━━━━━ Extract to read

Oppose. This would make use of a bot-flagged account optional for anyone running AWB/JWB at 50 or more edits a minute. Andy Mabbett (Pigsonthewing); Talk to Andy; Andy's edits 10:09, 18 May 2017 (UTC)
@Pigsonthewing: Take into account that AWB/JWB can be used only by admins or by users with a special permission and if these responsible individuals were told in a civilized manner that they exceed the speed limit and consequently they have to switch to a bot account, they'll readily comply. Mariusm (talk) 12:23, 18 May 2017 (UTC)
Agree with @Mariusm: here, I would prefer that users of AWB/JWB have a little latitude on what they are doing and agree that any issues admins have with an account doing this can be discussed and dealt with on a case by case basis. This is not something that new users will be doing. If Edit rates become an issue then it can be raised. In regards to autosave, yes Mariusm on WP you need a bot account to use the autosave capacity of AWB but is that true here? It is not clear to me if gaining AWB privelages on WP was global or whether other sites do not require this. When I received AWB privs on WP, before I was an admin here, I could use AWB here without asking for it. However as I said I do not know if thats because getting the flag to use AWB on WP made this global, or if WS does not require the flag to use AWB. If the later is true I would prefer to distinguish the autosave feature. Cheers Scott Thomson (Faendalimas) talk 13:06, 18 May 2017 (UTC)
When a bot is editing at 50 or more edits per minutes (that's 36,000 or more edits in 12 hours), and there is no indication as to whether or not a human is watching the edits, it needs to be blocked; waiting for discussion could take several hours. Andy Mabbett (Pigsonthewing); Talk to Andy; Andy's edits 14:01, 18 May 2017 (UTC)
Recent evidence is that there are admins who use AWB in breach of the bot policy and who are not reasonable; when asked in a civilized manner to give an undertaking not to do so again, they refuse. Besides which, the change you suggest removes your hypothetical "speed limit". Andy Mabbett (Pigsonthewing); Talk to Andy; Andy's edits 14:01, 18 May 2017 (UTC)
@Pigsonthewing: Nowhere was a speed limit specified for an assisted-editing and you might have well known that an account which isn't a Bot can't possibly edit in a fully automatic manner. Conclusion: A person must always be present behind a non-Bot account running the AWB. What is good enough for enWP which has a lot of AWB users can satisfy us also, and they aren't concerned by your concerns. If every casual AWB user would be requested to apply for a Bot it would be highly inconvenient and will necessitate a lot of bureaucratic procedures: applying, discussions, voting etc. all for running it once in a long while Mariusm (talk) 15:44, 18 May 2017 (UTC)
Your wording would exempt some users from any requirement to moderate the speed of their automated tools. That is not acceptable. Andy Mabbett (Pigsonthewing); Talk to Andy; Andy's edits 16:04, 18 May 2017 (UTC)

━━━━━━━━━━
━━━━━ Stored data

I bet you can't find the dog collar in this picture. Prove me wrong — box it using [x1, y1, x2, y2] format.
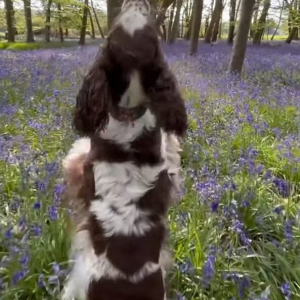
[110, 105, 147, 122]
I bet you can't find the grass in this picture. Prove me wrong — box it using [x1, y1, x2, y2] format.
[0, 43, 300, 300]
[0, 40, 99, 51]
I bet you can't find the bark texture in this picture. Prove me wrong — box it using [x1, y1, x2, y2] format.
[229, 0, 255, 74]
[190, 0, 203, 55]
[169, 0, 183, 43]
[253, 0, 271, 45]
[227, 0, 236, 45]
[24, 0, 34, 43]
[79, 0, 89, 45]
[4, 0, 15, 42]
[204, 0, 223, 43]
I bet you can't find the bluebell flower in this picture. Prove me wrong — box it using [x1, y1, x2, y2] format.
[4, 227, 13, 239]
[38, 274, 45, 288]
[33, 201, 41, 209]
[274, 205, 282, 215]
[280, 282, 292, 300]
[52, 262, 60, 275]
[20, 253, 29, 266]
[48, 205, 58, 221]
[12, 270, 25, 285]
[284, 220, 293, 242]
[202, 254, 216, 284]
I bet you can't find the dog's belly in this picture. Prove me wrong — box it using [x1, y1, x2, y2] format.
[87, 270, 165, 300]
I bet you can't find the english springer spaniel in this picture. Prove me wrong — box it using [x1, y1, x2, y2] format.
[62, 0, 187, 300]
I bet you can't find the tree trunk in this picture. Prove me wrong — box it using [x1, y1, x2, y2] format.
[293, 0, 300, 40]
[169, 0, 183, 44]
[24, 0, 34, 43]
[204, 0, 223, 43]
[167, 1, 176, 42]
[185, 3, 194, 40]
[285, 0, 299, 44]
[229, 0, 255, 74]
[190, 0, 203, 55]
[285, 27, 298, 44]
[88, 8, 96, 40]
[161, 24, 167, 41]
[218, 16, 223, 40]
[253, 0, 271, 45]
[4, 0, 15, 42]
[79, 0, 89, 45]
[227, 0, 236, 45]
[106, 0, 122, 30]
[91, 0, 105, 39]
[155, 0, 175, 29]
[250, 0, 261, 39]
[45, 0, 52, 42]
[204, 16, 209, 36]
[211, 6, 224, 42]
[271, 0, 284, 41]
[57, 3, 64, 43]
[235, 0, 242, 21]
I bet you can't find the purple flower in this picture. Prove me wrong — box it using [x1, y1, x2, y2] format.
[12, 270, 26, 285]
[284, 220, 293, 242]
[238, 276, 250, 299]
[33, 201, 41, 209]
[273, 178, 290, 198]
[20, 254, 29, 266]
[38, 274, 45, 288]
[274, 205, 282, 215]
[35, 180, 47, 192]
[31, 224, 42, 236]
[48, 205, 58, 221]
[179, 260, 193, 274]
[4, 227, 13, 239]
[280, 282, 292, 300]
[202, 254, 216, 284]
[210, 201, 219, 213]
[52, 262, 60, 275]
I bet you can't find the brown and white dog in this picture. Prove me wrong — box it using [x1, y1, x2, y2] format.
[62, 0, 187, 300]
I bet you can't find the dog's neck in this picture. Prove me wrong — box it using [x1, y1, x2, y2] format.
[110, 105, 147, 123]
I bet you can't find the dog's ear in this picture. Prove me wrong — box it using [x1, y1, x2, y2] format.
[148, 60, 187, 136]
[73, 57, 111, 136]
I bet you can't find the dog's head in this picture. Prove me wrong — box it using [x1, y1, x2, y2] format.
[73, 0, 186, 136]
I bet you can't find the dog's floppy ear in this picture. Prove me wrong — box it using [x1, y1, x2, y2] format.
[73, 51, 111, 136]
[148, 59, 187, 136]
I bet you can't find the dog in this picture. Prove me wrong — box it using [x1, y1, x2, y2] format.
[62, 0, 187, 300]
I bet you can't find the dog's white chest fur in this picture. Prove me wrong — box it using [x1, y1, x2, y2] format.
[62, 111, 180, 300]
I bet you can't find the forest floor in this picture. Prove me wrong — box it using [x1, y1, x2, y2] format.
[0, 42, 300, 300]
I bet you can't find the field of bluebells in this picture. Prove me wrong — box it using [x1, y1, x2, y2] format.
[0, 42, 300, 300]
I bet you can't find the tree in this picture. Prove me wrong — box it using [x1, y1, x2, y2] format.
[253, 0, 271, 45]
[4, 0, 15, 42]
[91, 0, 105, 39]
[23, 0, 34, 43]
[271, 0, 284, 41]
[211, 1, 224, 42]
[57, 3, 64, 43]
[227, 0, 236, 44]
[204, 0, 223, 43]
[88, 8, 96, 39]
[79, 0, 89, 45]
[169, 0, 183, 43]
[45, 0, 52, 42]
[229, 0, 255, 74]
[107, 0, 122, 30]
[167, 1, 176, 42]
[155, 0, 175, 32]
[190, 0, 203, 55]
[285, 0, 300, 44]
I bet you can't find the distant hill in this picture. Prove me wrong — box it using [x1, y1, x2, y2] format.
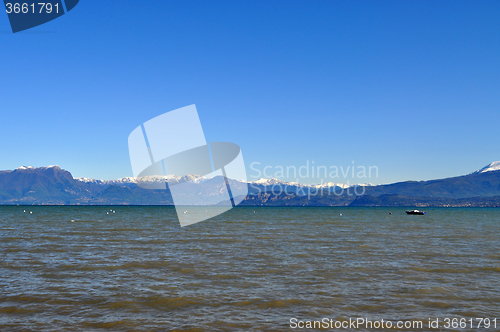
[0, 162, 500, 206]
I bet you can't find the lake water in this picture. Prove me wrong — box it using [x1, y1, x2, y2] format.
[0, 206, 500, 331]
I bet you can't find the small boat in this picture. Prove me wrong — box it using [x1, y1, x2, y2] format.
[406, 210, 425, 216]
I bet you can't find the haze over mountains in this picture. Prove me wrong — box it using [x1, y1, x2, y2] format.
[0, 162, 500, 206]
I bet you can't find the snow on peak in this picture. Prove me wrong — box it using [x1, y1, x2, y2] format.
[472, 161, 500, 174]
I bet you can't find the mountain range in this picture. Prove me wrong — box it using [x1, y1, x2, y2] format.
[0, 162, 500, 207]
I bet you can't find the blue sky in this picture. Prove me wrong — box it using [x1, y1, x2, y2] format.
[0, 0, 500, 183]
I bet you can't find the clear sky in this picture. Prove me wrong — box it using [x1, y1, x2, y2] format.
[0, 0, 500, 183]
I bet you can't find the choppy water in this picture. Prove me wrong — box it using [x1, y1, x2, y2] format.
[0, 206, 500, 331]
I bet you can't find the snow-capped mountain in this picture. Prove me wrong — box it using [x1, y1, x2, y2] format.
[247, 178, 374, 189]
[75, 174, 209, 187]
[75, 174, 373, 189]
[472, 161, 500, 174]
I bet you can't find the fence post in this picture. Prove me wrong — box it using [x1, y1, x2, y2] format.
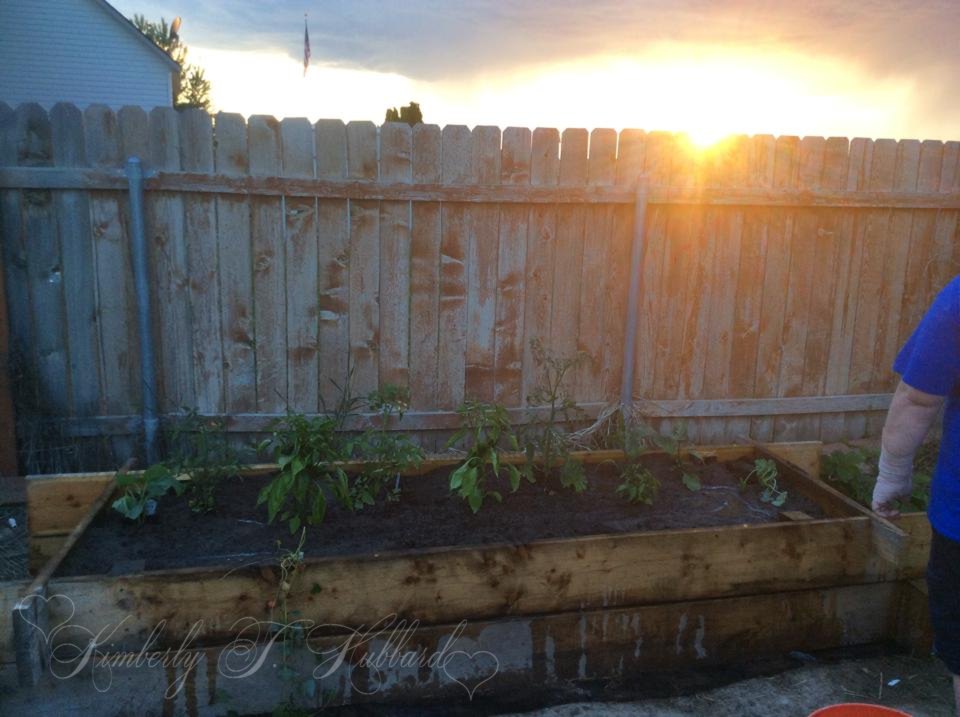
[620, 176, 648, 408]
[127, 157, 160, 465]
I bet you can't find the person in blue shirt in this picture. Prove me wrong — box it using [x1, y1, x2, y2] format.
[872, 276, 960, 717]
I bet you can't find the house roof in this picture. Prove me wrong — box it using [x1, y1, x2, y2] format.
[92, 0, 180, 73]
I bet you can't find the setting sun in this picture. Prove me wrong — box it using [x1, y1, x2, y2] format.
[186, 43, 915, 141]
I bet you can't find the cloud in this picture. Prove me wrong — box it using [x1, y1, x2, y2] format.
[116, 0, 960, 81]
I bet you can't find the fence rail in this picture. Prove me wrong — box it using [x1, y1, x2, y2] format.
[0, 167, 960, 209]
[0, 103, 960, 468]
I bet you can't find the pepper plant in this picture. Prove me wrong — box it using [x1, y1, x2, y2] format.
[257, 414, 353, 534]
[112, 463, 183, 522]
[523, 338, 589, 493]
[344, 384, 423, 510]
[168, 409, 240, 513]
[740, 458, 787, 508]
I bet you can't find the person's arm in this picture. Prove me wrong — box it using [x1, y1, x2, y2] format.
[871, 381, 944, 518]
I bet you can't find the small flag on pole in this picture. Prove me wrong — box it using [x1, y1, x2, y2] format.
[303, 13, 310, 77]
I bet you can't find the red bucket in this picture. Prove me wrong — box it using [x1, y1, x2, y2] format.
[810, 702, 912, 717]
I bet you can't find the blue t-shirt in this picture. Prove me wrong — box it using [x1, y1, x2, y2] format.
[893, 276, 960, 541]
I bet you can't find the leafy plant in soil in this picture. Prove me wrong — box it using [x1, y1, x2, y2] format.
[618, 421, 701, 492]
[740, 458, 787, 508]
[257, 414, 354, 535]
[168, 409, 240, 513]
[113, 463, 183, 522]
[523, 338, 589, 493]
[820, 441, 940, 511]
[617, 463, 660, 505]
[352, 384, 423, 510]
[447, 400, 520, 513]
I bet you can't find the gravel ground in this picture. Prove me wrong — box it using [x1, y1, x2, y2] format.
[498, 655, 955, 717]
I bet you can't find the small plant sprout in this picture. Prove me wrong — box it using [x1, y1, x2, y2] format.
[524, 338, 589, 493]
[740, 458, 787, 508]
[267, 527, 317, 705]
[257, 414, 353, 535]
[617, 463, 660, 505]
[346, 384, 423, 510]
[447, 400, 532, 513]
[113, 463, 183, 522]
[170, 409, 240, 513]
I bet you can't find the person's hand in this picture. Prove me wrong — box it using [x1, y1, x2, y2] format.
[870, 474, 913, 519]
[870, 444, 913, 518]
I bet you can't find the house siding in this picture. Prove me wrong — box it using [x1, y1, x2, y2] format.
[0, 0, 173, 108]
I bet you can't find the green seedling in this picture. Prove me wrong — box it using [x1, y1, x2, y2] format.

━━━━━━━━━━

=== Tasks for this exercise ===
1. Copy the stretch of the AWB discussion from "Oppose. This would" through "10:09, 18 May 2017 (UTC)".
2. Continue the discussion about AWB edit speeds, starting after its last comment.

=== Exercise answers ===
1.
Oppose. This would make use of a bot-flagged account optional for anyone running AWB/JWB at 50 or more edits a minute. Andy Mabbett (Pigsonthewing); Talk to Andy; Andy's edits 10:09, 18 May 2017 (UTC)

2.
I suggested a limit of 20 edits per minute and personally I think that is reasonable. I suggested that when it gets too high editors should consider applying for a bot account, I would imagine that as that happens this suggestion would be made too them by an admin. We are not EN WP where there are thousands of users with AWB permissions. We do not need to be draconian about this. I feel editors should have some freedom and admins should be able to make case by case decisions using the policy as a guideline. @Pigsonthewing: saying its unacceptable is the wrong word here, whatever we as a community come to consensus on is acceptable. What you can say is you oppose other editors may disagree with you. In the end the consensus of all editors is what prevails. This needs to be a simple process, our AWB editors are generally experienced users and few in number. I think we can handle this without making it too difficult for everyone. @Mariusm: If I could suggest, this has been on the pump for a day, write up the policy changes taking into consideration comments here. Give us some time to further discuss it then prepare to make it an RfC for a vote. I would like to see this issue dealt with. Also, if anyone else feels they may need a bot account for running their AWB edits please make an application on Wikispecies:Bots/Requests for approval, you should consider this if you are regularly using AWB to edit at a high rate per minute, note you will be subject to the bot policy in regards to this. Cheers Scott Thomson (Faendalimas) talk 17:53, 18 May 2017 (UTC)
Scott's suggestions have merit and have my support. I look forward to resolution and a vote, in due course, in order to inform consensus. Andyboorman (talk) 17:57, 18 May 2017 (UTC)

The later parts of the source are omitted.